**Goal of the exercise**
Reproduce every line of the listing below word for word, with no changes.

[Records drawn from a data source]
-- begin --

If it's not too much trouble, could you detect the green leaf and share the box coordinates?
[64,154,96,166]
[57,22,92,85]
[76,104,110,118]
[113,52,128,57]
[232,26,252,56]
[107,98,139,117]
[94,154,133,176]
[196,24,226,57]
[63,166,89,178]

-- end --

**Answer to this problem**
If it's not too much trouble, could you detect the green leaf and share the box coordinates?
[64,154,96,166]
[57,22,92,85]
[76,104,110,118]
[113,52,128,57]
[232,26,252,56]
[107,98,139,117]
[94,154,133,176]
[196,24,226,57]
[63,166,89,178]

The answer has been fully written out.